Instruction >> Retype, character for character, the lines of the material below from the line containing "Annotation task — tag each instance of the white toyota" up to and including the line containing "pixel 210 742".

Items from a data source >>
###

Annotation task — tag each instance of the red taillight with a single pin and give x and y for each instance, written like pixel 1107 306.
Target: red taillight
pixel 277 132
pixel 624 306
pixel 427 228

###

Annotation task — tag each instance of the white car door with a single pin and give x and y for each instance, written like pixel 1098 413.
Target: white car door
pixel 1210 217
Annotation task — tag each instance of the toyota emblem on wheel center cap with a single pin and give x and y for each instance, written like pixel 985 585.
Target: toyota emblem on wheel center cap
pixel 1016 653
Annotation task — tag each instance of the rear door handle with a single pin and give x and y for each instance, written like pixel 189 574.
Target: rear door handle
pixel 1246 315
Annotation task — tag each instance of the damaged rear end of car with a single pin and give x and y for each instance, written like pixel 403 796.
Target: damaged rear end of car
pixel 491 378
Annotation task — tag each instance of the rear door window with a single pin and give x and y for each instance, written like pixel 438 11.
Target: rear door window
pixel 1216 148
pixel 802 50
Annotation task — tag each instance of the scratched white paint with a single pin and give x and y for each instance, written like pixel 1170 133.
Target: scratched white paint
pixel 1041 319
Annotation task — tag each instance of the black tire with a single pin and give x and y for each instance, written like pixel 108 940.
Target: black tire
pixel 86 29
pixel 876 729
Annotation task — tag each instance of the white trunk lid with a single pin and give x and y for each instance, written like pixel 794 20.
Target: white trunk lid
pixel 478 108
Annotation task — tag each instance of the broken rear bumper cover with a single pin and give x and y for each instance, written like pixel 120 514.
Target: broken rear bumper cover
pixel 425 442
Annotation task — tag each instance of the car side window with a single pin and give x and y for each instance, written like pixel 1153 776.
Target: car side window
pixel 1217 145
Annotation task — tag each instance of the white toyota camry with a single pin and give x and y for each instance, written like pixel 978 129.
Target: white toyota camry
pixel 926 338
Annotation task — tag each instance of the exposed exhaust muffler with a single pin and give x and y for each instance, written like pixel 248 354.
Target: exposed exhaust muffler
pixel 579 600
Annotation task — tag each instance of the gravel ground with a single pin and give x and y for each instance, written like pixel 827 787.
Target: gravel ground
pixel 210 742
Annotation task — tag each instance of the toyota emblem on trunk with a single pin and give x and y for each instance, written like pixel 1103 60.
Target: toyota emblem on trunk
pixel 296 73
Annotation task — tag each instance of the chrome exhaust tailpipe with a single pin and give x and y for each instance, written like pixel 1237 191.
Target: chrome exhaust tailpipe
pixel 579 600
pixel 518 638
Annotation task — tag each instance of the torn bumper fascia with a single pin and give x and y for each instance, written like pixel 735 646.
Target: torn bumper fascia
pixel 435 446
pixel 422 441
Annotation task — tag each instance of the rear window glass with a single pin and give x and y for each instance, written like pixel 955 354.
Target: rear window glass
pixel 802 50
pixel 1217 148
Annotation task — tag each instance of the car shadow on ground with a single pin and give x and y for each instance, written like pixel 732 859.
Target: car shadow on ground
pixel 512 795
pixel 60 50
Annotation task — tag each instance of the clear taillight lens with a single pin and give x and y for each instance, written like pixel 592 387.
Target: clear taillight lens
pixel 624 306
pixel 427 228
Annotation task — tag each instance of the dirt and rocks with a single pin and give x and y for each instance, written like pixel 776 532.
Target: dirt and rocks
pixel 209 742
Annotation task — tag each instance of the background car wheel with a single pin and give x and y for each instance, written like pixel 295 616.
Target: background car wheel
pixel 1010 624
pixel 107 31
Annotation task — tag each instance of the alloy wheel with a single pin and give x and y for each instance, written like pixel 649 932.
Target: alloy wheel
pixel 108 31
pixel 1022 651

###

Expected answer >>
Annotation task — tag each instance of the white toyota camry with a single pin and give x and y for each instance, written like pixel 978 129.
Target: white toyota camry
pixel 926 338
Annotation task — tag each instance of the exposed exhaust muffler with a single pin and give x and y for each instance, written like pixel 248 354.
Target: exposed exhaust muffler
pixel 579 600
Annotation task — tag each instance of the gravel ground with a single pin and give x and y for each instance, written like pixel 827 787.
Target: gravel ground
pixel 210 742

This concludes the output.